> _Your objective_
Retype the data below without altering anything.

Named-object pointing records
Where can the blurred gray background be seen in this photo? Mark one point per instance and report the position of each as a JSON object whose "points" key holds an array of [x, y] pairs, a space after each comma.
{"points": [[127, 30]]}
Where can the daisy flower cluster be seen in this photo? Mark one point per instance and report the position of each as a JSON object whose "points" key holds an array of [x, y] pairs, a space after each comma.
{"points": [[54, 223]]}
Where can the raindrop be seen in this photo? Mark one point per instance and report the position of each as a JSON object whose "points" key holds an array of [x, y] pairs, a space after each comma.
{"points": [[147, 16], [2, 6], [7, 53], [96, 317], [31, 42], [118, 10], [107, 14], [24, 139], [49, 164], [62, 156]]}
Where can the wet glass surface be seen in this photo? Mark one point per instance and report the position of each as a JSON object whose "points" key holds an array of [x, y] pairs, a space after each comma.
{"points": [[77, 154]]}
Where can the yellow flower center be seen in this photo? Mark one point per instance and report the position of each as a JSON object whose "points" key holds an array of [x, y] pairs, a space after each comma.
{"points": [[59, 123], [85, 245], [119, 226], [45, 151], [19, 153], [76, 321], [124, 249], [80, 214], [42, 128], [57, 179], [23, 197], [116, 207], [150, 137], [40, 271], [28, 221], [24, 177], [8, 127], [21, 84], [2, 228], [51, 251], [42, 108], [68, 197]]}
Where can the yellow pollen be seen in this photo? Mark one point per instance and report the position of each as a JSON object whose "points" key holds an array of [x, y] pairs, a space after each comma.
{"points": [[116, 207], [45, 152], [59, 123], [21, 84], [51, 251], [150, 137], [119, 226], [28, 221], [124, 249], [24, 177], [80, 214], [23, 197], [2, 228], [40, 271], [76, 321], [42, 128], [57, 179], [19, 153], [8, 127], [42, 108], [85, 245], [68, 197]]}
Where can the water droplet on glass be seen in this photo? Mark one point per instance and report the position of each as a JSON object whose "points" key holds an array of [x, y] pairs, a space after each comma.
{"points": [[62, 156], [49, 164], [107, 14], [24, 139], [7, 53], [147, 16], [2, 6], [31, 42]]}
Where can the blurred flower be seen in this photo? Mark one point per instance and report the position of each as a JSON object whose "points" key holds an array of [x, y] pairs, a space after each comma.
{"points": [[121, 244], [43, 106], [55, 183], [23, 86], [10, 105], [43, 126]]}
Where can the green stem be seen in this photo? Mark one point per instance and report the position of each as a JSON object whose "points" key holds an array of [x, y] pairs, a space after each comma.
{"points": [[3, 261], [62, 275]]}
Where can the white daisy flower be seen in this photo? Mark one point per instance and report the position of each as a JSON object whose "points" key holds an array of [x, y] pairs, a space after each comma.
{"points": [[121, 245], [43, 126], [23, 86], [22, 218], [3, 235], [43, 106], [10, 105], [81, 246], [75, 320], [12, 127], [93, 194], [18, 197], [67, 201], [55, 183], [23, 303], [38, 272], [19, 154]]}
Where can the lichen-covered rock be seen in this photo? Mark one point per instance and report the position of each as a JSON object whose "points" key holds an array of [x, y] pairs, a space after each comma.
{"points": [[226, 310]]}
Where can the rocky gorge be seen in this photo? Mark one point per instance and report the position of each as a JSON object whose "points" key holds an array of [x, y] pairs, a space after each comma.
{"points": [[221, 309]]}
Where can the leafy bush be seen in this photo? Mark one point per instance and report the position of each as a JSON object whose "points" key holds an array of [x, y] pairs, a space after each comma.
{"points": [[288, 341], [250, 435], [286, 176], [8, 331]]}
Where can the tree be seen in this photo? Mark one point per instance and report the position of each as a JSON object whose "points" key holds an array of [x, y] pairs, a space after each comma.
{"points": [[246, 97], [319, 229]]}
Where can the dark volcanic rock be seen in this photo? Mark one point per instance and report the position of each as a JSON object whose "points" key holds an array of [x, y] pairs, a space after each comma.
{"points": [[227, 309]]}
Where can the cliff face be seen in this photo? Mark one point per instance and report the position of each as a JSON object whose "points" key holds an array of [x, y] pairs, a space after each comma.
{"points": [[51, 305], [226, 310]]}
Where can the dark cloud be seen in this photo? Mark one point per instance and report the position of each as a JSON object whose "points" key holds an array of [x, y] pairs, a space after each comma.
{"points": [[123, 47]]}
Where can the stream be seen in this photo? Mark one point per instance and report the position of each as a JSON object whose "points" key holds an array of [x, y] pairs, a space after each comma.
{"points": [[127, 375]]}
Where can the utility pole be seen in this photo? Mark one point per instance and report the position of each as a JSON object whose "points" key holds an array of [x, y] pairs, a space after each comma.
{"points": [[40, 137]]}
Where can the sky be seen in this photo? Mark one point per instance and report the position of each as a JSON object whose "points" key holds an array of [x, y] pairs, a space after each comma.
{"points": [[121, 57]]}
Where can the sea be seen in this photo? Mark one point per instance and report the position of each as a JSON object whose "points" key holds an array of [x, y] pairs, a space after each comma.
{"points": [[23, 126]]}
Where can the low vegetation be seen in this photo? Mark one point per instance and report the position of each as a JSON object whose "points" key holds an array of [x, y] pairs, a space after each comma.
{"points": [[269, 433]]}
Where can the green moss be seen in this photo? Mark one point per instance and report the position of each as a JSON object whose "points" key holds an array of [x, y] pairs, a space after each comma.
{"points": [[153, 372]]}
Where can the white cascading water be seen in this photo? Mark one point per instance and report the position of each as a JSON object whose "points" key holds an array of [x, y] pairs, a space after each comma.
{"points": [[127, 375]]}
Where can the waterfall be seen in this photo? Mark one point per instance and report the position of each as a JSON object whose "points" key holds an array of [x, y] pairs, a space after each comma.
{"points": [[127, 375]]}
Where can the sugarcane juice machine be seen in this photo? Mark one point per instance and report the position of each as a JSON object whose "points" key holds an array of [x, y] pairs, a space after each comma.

> _Response to this task_
Where can the blurred gray background be seen in this photo? Mark one point per instance and report the position of each as a JSON object whose "points" key holds an array of [x, y] pairs, a space after each comma.
{"points": [[127, 30]]}
Where can the daisy flower cluster be seen in this photo? Mark one point per instance and report the position of each as a JSON object whose "points" key holds an array of [x, y] pairs, a space after each comma.
{"points": [[54, 223]]}
Where can the raindrop be seen in this photo? Mark one point per instance and report the position of each as a JSON object whose "points" key holds an array of [x, y] pairs, a space after each comma.
{"points": [[147, 16], [2, 6], [7, 53], [96, 317], [31, 42], [118, 10], [107, 14], [24, 139], [49, 164], [62, 156]]}
Where can the wet glass surface be seen in this photo? Mark one point per instance and report the position of each as a JSON object whose "points" key holds an array of [x, y] pairs, a space after each comma.
{"points": [[77, 154]]}
Where can the yellow flower center be seen in this photo? Mark one point per instance and report the position of each as a JSON object whose "points" key holds an array of [x, y] pairs, a space after each comma.
{"points": [[59, 123], [85, 245], [119, 226], [45, 151], [19, 153], [76, 321], [124, 249], [80, 214], [42, 128], [57, 179], [23, 197], [116, 207], [150, 137], [40, 271], [28, 221], [24, 177], [8, 127], [21, 84], [2, 228], [51, 251], [42, 108], [68, 197]]}
Where can the yellow pollen be seen in this photo? Mark one point per instance and report the position of each as a JSON object whose "points" key holds an array of [x, y] pairs, a space after each comma.
{"points": [[116, 207], [45, 152], [59, 123], [21, 84], [51, 251], [150, 137], [119, 226], [28, 221], [124, 249], [24, 177], [80, 214], [23, 197], [2, 228], [40, 271], [76, 321], [42, 128], [57, 179], [19, 153], [8, 127], [42, 108], [85, 245], [68, 197]]}
Where can the water droplet on glass be seen in this photo? Mark one point per instance and report the position of each as a JSON object whose "points" key holds an array of [x, y] pairs, a space after each comma.
{"points": [[62, 156], [49, 164], [107, 14], [24, 139], [7, 53], [147, 16], [2, 6], [31, 42]]}
Where can the blurred flower be seen in this photo? Mark one point per instance and report the position of each as a JSON object whose "points" key holds an array of [x, y] pairs, a space after each comma.
{"points": [[121, 244], [43, 106], [55, 183], [23, 86], [10, 105], [43, 126]]}
Where can the green stem be seen in this photo? Mark one point per instance and report the position of each as a JSON object whose "points" key holds an array of [x, y] pairs, a space after each comma.
{"points": [[3, 261], [62, 275]]}
Where can the white daisy flower be seen in this photo? Mark one point per instance and report the position of each as a JSON object whose "points" key holds an array of [x, y] pairs, a space after each comma.
{"points": [[121, 245], [43, 126], [23, 86], [22, 218], [3, 235], [43, 106], [10, 105], [81, 246], [75, 320], [12, 127], [93, 194], [18, 197], [67, 201], [55, 183], [23, 303], [38, 272], [19, 154]]}
Where can the lichen-covered rock be seen in this photo? Mark one point per instance and report the position of each as a JSON object whose "points" key holds an array of [x, y] pairs, a space after each comma.
{"points": [[226, 310]]}
Where can the rocky gorge be seen in this photo? Mark one point per instance and report the position of each as a JSON object whose "points" key holds an array of [x, y] pairs, a space after each comma.
{"points": [[221, 309]]}
Where can the leafy bush be seen in this photo? Mark one point per instance and report the position of each as a JSON object whose "points" key holds an array of [x, y] pairs, a space after each comma.
{"points": [[288, 341], [250, 435], [286, 176], [8, 331]]}
Where can the tree be seen in this photo? Mark one point per instance and report the position of each as a JSON object whose "points" key holds an array of [x, y] pairs, a space after each comma.
{"points": [[246, 97], [319, 229]]}
Where can the dark volcanic rock be seen in this photo? Mark one point per instance and report the position of each as a JSON object whose "points" key holds an array of [x, y] pairs, a space after each comma.
{"points": [[227, 309]]}
Where can the cliff face be seen in this photo? Mark one point per instance and report the position of each as a JSON object whose "points" key holds an array of [x, y] pairs, a space after each comma.
{"points": [[51, 305], [226, 310]]}
Where can the dark cloud be seen in this photo? Mark one point per instance and report the position of each as a JSON object whose "points" key holds an array of [x, y] pairs, a space after each comma.
{"points": [[123, 47]]}
Where can the stream be seen in this photo? Mark one point per instance and report the position of each as a JSON object whose "points" key holds an array of [x, y] pairs, a space after each comma.
{"points": [[127, 375]]}
Where can the utility pole be seen in this photo? Mark one point per instance and report the position of each as a JSON object whose "points" key holds an array of [x, y] pairs, a space after each comma.
{"points": [[40, 137]]}
Where can the sky be seen in this photo? Mark one point per instance and report the position of each as a JSON object whose "points" key holds an array of [x, y] pairs, a space after each comma.
{"points": [[121, 57]]}
Where can the sea be seen in this photo? Mark one point per instance and report the position of each as a JSON object whose "points" key holds an array of [x, y] pairs, a space after each comma.
{"points": [[23, 126]]}
Where can the low vegetation be seen in this photo? Mark one point per instance and report the position of each as a JSON object whose "points" key holds an array of [x, y] pairs, a space after each comma.
{"points": [[269, 433]]}
Where can the green moss be seen in this photo? Mark one point per instance and report the position of each as a JSON object whose "points" key holds an array of [x, y] pairs, a space after each comma.
{"points": [[153, 372]]}
Where can the white cascading water be seen in this photo? Mark one point per instance and report the position of each as a JSON object whose "points" key holds an array of [x, y] pairs, a space after each comma.
{"points": [[127, 375]]}
Where can the waterfall be seen in this photo? Mark one point per instance and report the position of each as a JSON object whose "points" key holds an array of [x, y] pairs, a space after each comma.
{"points": [[127, 375]]}
Where can the sugarcane juice machine be seen in this photo? Mark one point per instance and report the position of each as a JSON object whose "points" key holds an array of [x, y] pairs, a space after each comma.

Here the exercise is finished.